What needs to be done
Reproduce the data below word for word, from the line that contains "else: point(393, 63)." down to the very end.

Some records
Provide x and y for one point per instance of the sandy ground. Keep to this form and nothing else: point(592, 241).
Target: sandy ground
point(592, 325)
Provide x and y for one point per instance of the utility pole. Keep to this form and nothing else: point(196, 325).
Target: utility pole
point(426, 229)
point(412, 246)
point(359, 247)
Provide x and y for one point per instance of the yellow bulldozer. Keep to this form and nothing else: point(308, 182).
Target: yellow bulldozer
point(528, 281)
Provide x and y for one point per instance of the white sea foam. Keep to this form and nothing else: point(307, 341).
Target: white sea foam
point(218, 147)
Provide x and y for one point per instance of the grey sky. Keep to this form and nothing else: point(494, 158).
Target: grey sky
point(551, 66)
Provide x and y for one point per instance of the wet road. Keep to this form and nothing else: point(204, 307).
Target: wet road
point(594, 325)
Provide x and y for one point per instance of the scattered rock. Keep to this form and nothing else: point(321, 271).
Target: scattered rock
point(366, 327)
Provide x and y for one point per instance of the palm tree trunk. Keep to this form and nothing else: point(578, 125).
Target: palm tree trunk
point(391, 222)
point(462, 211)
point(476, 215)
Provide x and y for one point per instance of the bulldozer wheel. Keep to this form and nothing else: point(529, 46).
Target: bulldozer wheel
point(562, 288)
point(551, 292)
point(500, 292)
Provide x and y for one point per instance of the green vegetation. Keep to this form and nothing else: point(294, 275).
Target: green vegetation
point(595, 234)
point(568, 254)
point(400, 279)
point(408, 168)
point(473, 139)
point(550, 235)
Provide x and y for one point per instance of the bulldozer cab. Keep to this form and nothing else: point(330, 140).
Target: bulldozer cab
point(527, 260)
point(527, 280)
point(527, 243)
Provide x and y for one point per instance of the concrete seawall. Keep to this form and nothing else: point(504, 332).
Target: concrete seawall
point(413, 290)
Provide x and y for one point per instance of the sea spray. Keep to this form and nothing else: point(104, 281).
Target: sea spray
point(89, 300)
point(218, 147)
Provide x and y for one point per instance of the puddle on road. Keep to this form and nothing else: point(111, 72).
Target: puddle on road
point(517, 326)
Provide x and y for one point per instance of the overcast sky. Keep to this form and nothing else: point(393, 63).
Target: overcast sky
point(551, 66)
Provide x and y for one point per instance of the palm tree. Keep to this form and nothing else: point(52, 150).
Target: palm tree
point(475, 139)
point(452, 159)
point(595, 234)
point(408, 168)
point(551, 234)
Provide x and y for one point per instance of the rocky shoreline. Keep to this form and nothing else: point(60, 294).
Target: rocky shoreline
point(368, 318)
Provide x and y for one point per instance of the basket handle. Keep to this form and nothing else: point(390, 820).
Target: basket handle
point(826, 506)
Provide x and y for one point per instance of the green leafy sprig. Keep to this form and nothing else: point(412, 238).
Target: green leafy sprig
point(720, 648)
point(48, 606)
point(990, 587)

Output below
Provide x and y for one point per instance of the overcast sky. Keep to this form and nothing else: point(393, 63).
Target: overcast sky
point(551, 66)
Provide x and y for one point per instance of the palm tree. Keep to this form and nothing else: point(52, 150).
Target: palm tree
point(475, 139)
point(452, 159)
point(595, 234)
point(408, 168)
point(551, 234)
Provide x and y for one point per instance of the rocky shoreline. Keep to this form and nothing else: point(60, 294).
Target: rocky shoreline
point(368, 318)
Provide x and y for one point per instance of the basket handle. Keep to this form and nothing else: point(390, 820).
Target: basket handle
point(826, 506)
Provide x and y for one point per instance of the green leafy sprig. Keep to this form and nothing else: point(412, 238).
Target: green leafy sprig
point(720, 648)
point(48, 606)
point(990, 587)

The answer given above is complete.